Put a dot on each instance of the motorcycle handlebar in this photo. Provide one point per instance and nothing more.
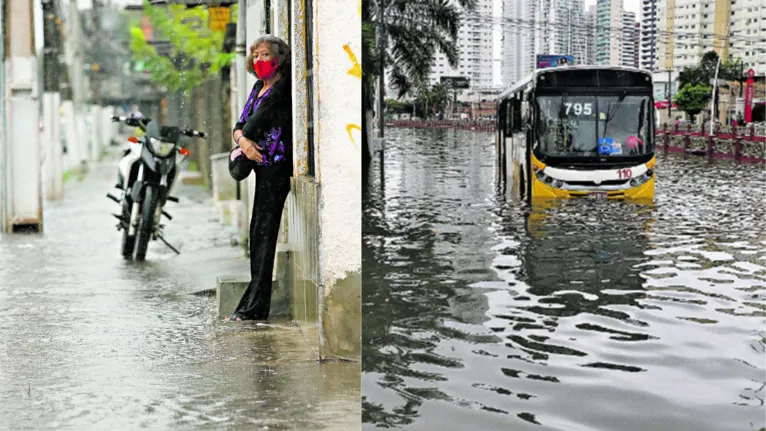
(193, 133)
(131, 121)
(141, 122)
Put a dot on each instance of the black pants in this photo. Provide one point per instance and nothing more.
(271, 190)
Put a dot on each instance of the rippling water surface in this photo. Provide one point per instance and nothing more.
(480, 313)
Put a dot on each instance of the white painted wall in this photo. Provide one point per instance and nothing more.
(337, 101)
(51, 143)
(23, 140)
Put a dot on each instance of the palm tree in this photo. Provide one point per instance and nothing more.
(416, 30)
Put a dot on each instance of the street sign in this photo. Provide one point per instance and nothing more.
(456, 82)
(219, 17)
(749, 95)
(545, 61)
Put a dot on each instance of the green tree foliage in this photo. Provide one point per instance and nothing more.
(394, 106)
(195, 50)
(430, 100)
(702, 73)
(692, 99)
(416, 31)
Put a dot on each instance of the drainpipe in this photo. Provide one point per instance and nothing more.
(241, 50)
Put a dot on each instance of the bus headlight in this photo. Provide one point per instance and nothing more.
(548, 180)
(642, 179)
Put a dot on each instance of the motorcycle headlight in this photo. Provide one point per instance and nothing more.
(160, 148)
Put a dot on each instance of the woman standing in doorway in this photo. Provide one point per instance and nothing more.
(263, 136)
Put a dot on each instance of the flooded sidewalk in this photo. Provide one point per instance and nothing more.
(90, 341)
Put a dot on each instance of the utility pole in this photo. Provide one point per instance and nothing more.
(382, 66)
(714, 106)
(51, 99)
(670, 94)
(96, 67)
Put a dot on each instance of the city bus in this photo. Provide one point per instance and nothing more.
(578, 132)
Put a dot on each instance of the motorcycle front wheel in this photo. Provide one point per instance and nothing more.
(146, 225)
(128, 241)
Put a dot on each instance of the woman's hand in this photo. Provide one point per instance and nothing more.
(251, 149)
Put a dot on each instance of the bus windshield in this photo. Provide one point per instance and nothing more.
(594, 126)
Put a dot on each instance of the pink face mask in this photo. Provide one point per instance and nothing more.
(266, 69)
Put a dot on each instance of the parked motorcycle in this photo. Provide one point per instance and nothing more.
(146, 174)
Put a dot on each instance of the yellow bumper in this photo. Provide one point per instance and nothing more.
(543, 191)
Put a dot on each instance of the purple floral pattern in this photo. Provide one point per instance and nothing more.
(273, 147)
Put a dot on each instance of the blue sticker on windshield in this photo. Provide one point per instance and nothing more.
(607, 146)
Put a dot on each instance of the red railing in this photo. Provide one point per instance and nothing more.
(743, 144)
(483, 126)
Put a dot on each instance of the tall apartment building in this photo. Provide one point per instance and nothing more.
(475, 45)
(534, 27)
(590, 22)
(690, 28)
(649, 35)
(748, 30)
(609, 31)
(629, 37)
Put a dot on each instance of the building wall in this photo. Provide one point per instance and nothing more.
(628, 45)
(748, 27)
(475, 47)
(590, 18)
(542, 27)
(699, 26)
(649, 35)
(609, 22)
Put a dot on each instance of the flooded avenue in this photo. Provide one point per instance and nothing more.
(89, 341)
(480, 313)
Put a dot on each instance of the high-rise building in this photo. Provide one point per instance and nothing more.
(609, 31)
(629, 37)
(590, 20)
(533, 27)
(690, 28)
(475, 45)
(748, 34)
(649, 35)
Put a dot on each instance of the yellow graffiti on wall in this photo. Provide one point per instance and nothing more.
(356, 69)
(349, 128)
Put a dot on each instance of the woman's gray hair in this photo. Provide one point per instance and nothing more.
(278, 48)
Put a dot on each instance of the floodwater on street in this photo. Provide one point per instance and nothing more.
(482, 313)
(89, 341)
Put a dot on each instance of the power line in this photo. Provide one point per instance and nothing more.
(664, 37)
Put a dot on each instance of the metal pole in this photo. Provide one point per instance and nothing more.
(4, 201)
(96, 68)
(670, 93)
(382, 67)
(715, 84)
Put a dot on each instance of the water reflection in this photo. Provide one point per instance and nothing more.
(567, 315)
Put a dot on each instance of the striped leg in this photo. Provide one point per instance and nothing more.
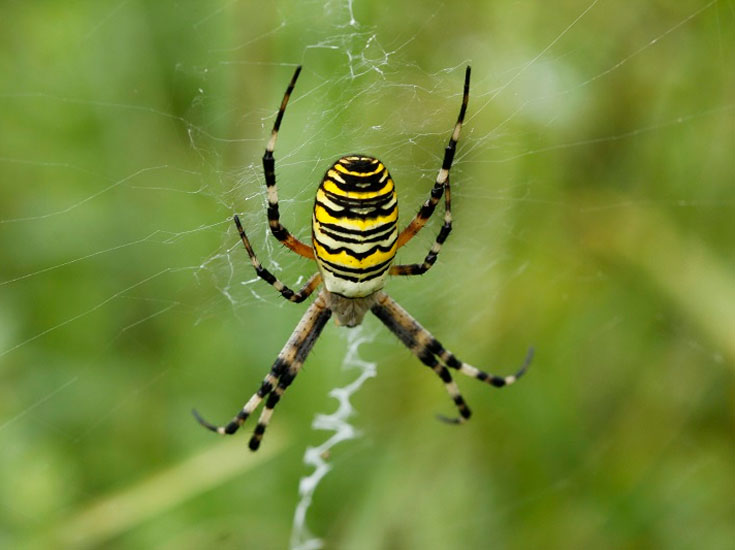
(296, 350)
(269, 167)
(417, 339)
(442, 178)
(282, 372)
(298, 297)
(427, 348)
(420, 269)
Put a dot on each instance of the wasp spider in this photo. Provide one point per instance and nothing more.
(354, 240)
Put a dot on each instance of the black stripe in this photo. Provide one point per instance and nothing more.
(348, 202)
(343, 239)
(354, 253)
(384, 227)
(351, 215)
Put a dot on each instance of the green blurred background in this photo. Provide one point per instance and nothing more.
(594, 200)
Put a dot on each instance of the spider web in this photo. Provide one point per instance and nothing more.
(116, 254)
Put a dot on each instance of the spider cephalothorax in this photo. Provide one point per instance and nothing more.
(354, 241)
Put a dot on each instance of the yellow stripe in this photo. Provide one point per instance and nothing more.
(322, 216)
(334, 188)
(344, 170)
(342, 258)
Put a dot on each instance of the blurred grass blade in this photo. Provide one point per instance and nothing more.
(119, 512)
(682, 266)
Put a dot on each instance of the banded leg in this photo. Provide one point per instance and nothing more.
(430, 259)
(297, 297)
(423, 344)
(269, 168)
(442, 178)
(282, 372)
(414, 337)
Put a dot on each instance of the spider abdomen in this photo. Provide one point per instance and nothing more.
(354, 226)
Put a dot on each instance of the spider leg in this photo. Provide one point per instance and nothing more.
(442, 178)
(269, 168)
(298, 297)
(416, 338)
(282, 373)
(430, 259)
(427, 348)
(299, 346)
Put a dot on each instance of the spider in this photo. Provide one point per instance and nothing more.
(354, 240)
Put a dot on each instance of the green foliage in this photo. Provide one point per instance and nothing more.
(593, 199)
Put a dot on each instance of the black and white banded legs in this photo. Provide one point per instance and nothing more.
(269, 168)
(442, 179)
(271, 279)
(284, 370)
(430, 352)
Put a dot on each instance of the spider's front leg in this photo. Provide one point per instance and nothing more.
(441, 185)
(313, 282)
(284, 370)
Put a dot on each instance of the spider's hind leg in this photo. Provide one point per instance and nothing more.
(419, 341)
(430, 352)
(284, 370)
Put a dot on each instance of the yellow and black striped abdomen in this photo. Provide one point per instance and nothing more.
(354, 226)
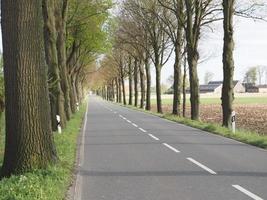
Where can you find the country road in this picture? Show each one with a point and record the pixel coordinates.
(130, 155)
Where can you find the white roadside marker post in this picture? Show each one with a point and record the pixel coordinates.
(233, 118)
(58, 124)
(77, 106)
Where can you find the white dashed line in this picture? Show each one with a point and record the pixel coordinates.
(134, 125)
(202, 166)
(172, 148)
(142, 130)
(248, 193)
(154, 137)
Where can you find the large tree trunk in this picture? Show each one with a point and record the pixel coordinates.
(176, 110)
(158, 88)
(117, 90)
(192, 37)
(184, 86)
(142, 85)
(148, 84)
(136, 83)
(50, 35)
(29, 138)
(130, 82)
(194, 85)
(122, 84)
(228, 62)
(61, 18)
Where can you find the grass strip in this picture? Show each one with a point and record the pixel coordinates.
(53, 183)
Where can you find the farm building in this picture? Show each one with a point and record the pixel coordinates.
(250, 88)
(216, 87)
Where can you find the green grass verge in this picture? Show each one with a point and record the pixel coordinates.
(53, 183)
(244, 136)
(209, 101)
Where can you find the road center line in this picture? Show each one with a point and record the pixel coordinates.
(172, 148)
(143, 130)
(202, 166)
(134, 125)
(248, 193)
(154, 137)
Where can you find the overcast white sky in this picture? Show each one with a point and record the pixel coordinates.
(250, 49)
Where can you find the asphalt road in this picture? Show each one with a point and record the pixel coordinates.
(130, 155)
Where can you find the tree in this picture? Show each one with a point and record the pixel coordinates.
(251, 75)
(2, 102)
(228, 62)
(55, 90)
(260, 71)
(29, 139)
(208, 77)
(174, 21)
(199, 13)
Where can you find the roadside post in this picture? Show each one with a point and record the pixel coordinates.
(233, 119)
(77, 106)
(58, 124)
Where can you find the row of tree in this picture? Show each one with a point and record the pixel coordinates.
(49, 50)
(149, 32)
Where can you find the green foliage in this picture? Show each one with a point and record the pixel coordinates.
(50, 184)
(1, 87)
(88, 25)
(251, 75)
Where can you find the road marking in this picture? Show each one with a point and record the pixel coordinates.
(134, 125)
(142, 130)
(248, 193)
(172, 148)
(202, 166)
(154, 137)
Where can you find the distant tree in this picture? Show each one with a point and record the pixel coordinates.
(251, 76)
(2, 104)
(29, 138)
(261, 70)
(208, 77)
(228, 62)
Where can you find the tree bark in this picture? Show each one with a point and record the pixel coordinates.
(192, 37)
(142, 85)
(158, 88)
(130, 82)
(61, 18)
(228, 62)
(122, 83)
(29, 138)
(50, 36)
(136, 83)
(176, 110)
(148, 84)
(184, 87)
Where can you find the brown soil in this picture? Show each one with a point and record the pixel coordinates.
(249, 117)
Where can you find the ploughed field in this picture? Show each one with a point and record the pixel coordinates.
(251, 110)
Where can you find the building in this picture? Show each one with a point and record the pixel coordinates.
(216, 87)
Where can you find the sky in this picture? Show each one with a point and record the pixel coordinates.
(250, 50)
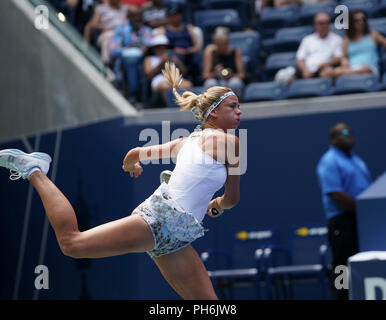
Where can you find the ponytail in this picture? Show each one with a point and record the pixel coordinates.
(189, 100)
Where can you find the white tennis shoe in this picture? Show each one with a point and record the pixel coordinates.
(23, 164)
(165, 176)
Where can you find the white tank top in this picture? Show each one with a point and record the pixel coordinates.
(196, 177)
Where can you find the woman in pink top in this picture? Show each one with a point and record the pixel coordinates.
(106, 18)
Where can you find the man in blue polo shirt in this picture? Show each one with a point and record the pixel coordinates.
(342, 177)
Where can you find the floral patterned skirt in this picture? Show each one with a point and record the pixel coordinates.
(173, 228)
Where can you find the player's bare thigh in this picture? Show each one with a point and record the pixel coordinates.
(186, 273)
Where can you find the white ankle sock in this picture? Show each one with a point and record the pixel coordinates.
(33, 170)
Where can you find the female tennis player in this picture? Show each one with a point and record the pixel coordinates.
(167, 222)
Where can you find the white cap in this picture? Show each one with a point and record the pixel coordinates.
(159, 40)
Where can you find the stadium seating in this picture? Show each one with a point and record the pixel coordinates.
(242, 7)
(248, 42)
(307, 258)
(171, 103)
(378, 24)
(381, 10)
(272, 19)
(308, 11)
(277, 61)
(306, 88)
(357, 84)
(263, 91)
(383, 84)
(286, 39)
(240, 262)
(368, 6)
(208, 20)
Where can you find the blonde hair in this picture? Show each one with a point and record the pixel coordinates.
(199, 104)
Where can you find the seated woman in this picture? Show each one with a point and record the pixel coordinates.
(159, 53)
(360, 47)
(128, 46)
(222, 64)
(107, 16)
(183, 37)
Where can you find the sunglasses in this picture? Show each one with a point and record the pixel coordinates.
(360, 19)
(345, 132)
(322, 22)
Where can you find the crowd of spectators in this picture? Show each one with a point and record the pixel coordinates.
(135, 38)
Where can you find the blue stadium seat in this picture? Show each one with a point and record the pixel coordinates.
(170, 99)
(381, 10)
(240, 261)
(208, 20)
(286, 39)
(277, 61)
(272, 19)
(368, 6)
(361, 83)
(383, 84)
(308, 11)
(248, 42)
(378, 24)
(305, 257)
(242, 7)
(340, 32)
(306, 88)
(263, 91)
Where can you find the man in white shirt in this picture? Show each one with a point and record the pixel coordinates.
(319, 52)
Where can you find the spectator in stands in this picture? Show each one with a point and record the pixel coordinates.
(182, 37)
(105, 19)
(342, 176)
(128, 46)
(222, 64)
(160, 52)
(319, 53)
(79, 12)
(137, 3)
(154, 15)
(360, 47)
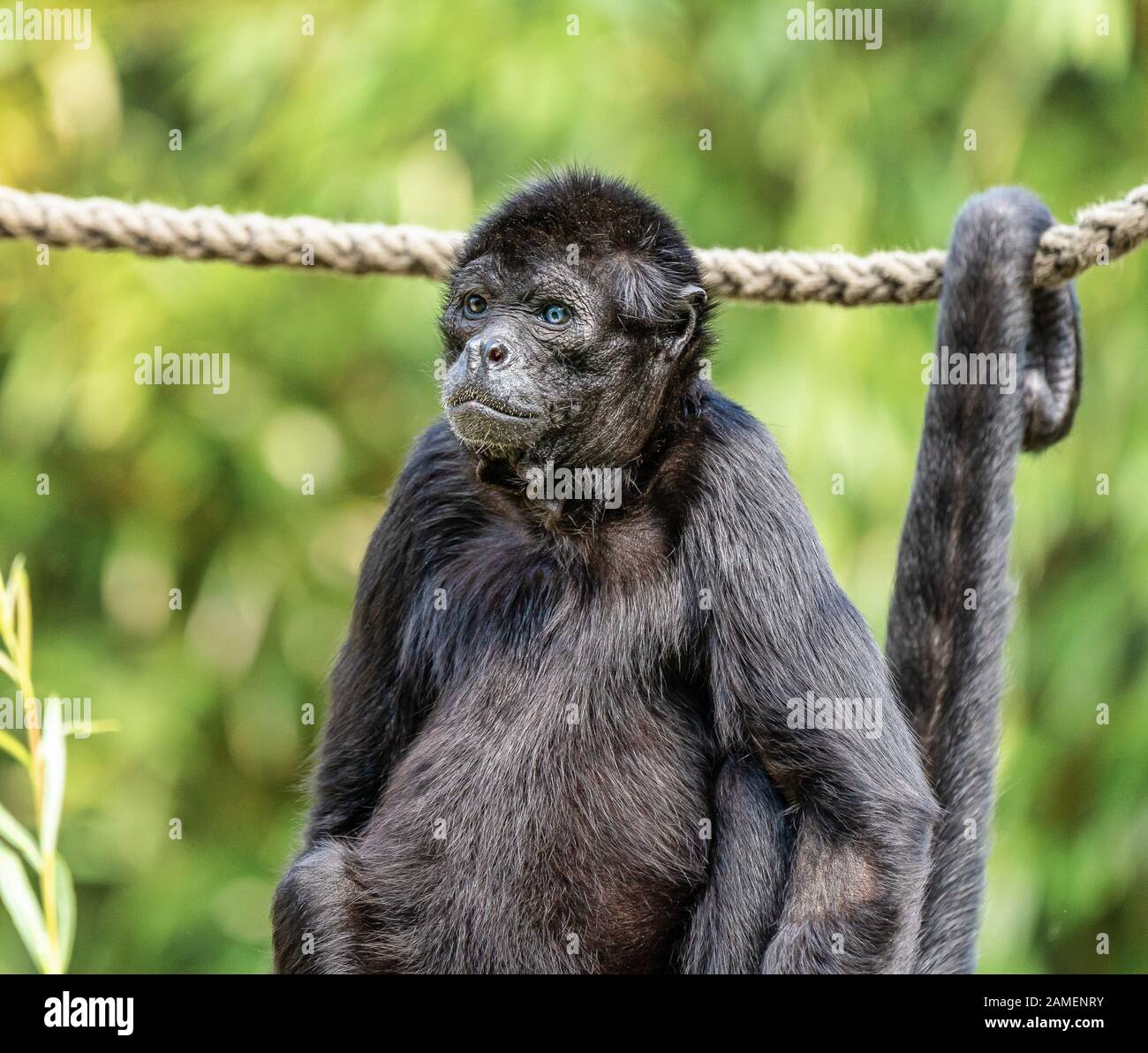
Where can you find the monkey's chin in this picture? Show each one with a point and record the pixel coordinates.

◆ Job ◆
Take the line that contains "Where can you find the blonde" and every line after it to the end of the records above; quote them exactly, leaving out the pictures.

◆ Reply ◆
Where can you find the blonde hair in this picture? Show each one with a point and record the pixel coordinates.
(199, 104)
Where can you find the seated woman in this picture? Show each one with a point and record the pixel coordinates.
(159, 53)
(360, 47)
(128, 46)
(222, 64)
(107, 16)
(183, 37)
Where can you find the sunglasses in this picture? Show each one with a point and record the pixel coordinates.
(360, 19)
(345, 132)
(322, 22)
Where can you find the crowd of spectators in this picture? Show each one with a point and record the pixel coordinates.
(135, 38)
Where can you find the blue stadium seat in this picture? Show each one with a point and record the pixel coordinates.
(170, 99)
(381, 10)
(240, 261)
(208, 20)
(286, 39)
(277, 61)
(272, 19)
(368, 6)
(361, 83)
(383, 84)
(308, 11)
(248, 42)
(378, 24)
(305, 257)
(242, 7)
(340, 32)
(306, 88)
(263, 91)
Where can you find the man in white shirt in this picture? Show each one with a point and record the pixel coordinates.
(319, 52)
Where can you find the spectator in stands in this picture? Show each one with a point and record the pixel coordinates.
(182, 37)
(105, 19)
(342, 176)
(128, 46)
(222, 64)
(160, 52)
(319, 53)
(79, 12)
(137, 3)
(154, 15)
(360, 47)
Where can you find the monkey's chin in this picture? Show each one with a point and record the pixel coordinates.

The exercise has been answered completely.